━━━ Entries shown

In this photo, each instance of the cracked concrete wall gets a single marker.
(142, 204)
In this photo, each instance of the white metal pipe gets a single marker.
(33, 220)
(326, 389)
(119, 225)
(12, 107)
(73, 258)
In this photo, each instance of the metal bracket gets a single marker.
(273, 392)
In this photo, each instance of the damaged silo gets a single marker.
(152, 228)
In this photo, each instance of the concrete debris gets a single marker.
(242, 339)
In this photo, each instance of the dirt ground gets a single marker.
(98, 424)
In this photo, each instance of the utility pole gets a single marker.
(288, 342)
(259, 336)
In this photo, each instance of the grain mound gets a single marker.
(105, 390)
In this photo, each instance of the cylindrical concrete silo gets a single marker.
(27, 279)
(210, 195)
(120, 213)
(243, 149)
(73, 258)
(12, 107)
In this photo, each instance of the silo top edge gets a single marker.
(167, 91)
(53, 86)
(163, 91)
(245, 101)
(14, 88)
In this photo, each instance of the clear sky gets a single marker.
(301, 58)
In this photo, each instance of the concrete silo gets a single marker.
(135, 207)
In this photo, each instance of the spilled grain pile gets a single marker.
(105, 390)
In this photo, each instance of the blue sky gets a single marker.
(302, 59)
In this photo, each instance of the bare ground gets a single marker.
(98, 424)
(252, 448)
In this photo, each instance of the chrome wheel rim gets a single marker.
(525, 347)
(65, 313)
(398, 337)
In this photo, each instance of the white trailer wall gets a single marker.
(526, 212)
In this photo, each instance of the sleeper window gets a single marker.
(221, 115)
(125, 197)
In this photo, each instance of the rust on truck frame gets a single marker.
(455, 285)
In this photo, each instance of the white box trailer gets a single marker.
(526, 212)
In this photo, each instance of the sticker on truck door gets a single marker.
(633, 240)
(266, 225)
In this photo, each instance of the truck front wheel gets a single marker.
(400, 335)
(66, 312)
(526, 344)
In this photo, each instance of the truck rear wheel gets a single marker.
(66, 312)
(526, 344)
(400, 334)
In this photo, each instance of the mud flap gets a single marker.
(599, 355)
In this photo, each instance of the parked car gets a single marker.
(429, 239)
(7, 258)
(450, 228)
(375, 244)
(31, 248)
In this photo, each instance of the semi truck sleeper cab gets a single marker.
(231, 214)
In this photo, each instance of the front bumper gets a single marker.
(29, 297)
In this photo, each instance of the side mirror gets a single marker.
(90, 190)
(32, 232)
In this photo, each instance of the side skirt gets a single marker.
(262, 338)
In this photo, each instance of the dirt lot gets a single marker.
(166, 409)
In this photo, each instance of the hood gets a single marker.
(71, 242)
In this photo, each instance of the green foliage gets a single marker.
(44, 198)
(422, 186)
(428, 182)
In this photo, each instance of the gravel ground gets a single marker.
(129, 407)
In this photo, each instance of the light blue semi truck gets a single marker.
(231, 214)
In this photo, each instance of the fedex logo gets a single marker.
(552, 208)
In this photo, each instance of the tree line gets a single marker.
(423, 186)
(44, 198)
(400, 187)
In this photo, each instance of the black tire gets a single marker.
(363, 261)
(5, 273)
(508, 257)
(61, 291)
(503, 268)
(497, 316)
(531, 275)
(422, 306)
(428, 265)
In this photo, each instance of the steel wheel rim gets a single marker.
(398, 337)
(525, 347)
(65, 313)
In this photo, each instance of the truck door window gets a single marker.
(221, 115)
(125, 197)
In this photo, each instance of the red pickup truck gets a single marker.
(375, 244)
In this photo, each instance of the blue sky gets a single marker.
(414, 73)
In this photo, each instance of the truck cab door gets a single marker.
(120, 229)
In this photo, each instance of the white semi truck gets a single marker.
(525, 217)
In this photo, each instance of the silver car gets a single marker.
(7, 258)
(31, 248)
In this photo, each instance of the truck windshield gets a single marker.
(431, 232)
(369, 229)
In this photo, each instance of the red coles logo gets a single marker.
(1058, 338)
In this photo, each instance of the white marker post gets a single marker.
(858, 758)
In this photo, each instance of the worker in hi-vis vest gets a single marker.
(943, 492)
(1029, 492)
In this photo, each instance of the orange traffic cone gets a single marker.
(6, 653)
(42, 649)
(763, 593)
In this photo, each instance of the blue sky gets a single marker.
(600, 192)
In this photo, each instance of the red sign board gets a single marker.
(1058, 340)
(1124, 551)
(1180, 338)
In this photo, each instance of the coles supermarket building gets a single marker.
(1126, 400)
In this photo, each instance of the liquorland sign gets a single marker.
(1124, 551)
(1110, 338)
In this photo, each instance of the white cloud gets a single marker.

━━━━━━

Instructions for the task -> Repeat exactly the lines from the line containing "In this photo, each instance of the tree" through the end of the listing above; both boundary lines are part of the output.

Response to the exercise ->
In this photo, each instance of the tree line gets a single marker.
(423, 186)
(44, 198)
(400, 187)
In this photo, each instance of the black tire gets a single marker.
(363, 261)
(5, 273)
(508, 257)
(61, 291)
(503, 268)
(497, 316)
(531, 275)
(422, 306)
(428, 265)
In this photo, each instance of the steel wheel rim gets a single marker.
(398, 337)
(525, 347)
(65, 313)
In this photo, each instance of the truck door window gets a single marker.
(221, 115)
(125, 197)
In this photo, each instance of the red pickup truck gets a single marker.
(375, 244)
In this photo, each instance of the blue sky gets a single marker.
(414, 73)
In this photo, each instance of the truck cab door gets a single marker.
(120, 229)
In this photo, each instance of the white semi truck gets a single marker.
(525, 217)
In this photo, each instance of the silver car gets a single marker.
(7, 258)
(31, 248)
In this photo, each instance of the truck windshield gets a single marker.
(431, 232)
(369, 229)
In this photo, each instance of the red coles logo gets a single marker.
(1058, 338)
In this photo, each instance of the white marker post gets a single marker.
(858, 758)
In this photo, each instance of the worker in hi-vis vest gets a single marker.
(943, 492)
(1029, 492)
In this photo, each instance of the orange traffic cone gets a single marker.
(6, 653)
(42, 649)
(763, 593)
In this photo, each instance of the blue sky gets a single marker.
(600, 192)
In this photo, each instance of the red sign board gets a single marker.
(1058, 340)
(1124, 551)
(1180, 338)
In this photo, each instance of the coles supermarket building gets a single marker.
(1126, 400)
In this photo, each instance of the liquorland sign gets a single marker.
(1124, 551)
(1110, 338)
In this photo, each instance of the white cloud gets a single marker.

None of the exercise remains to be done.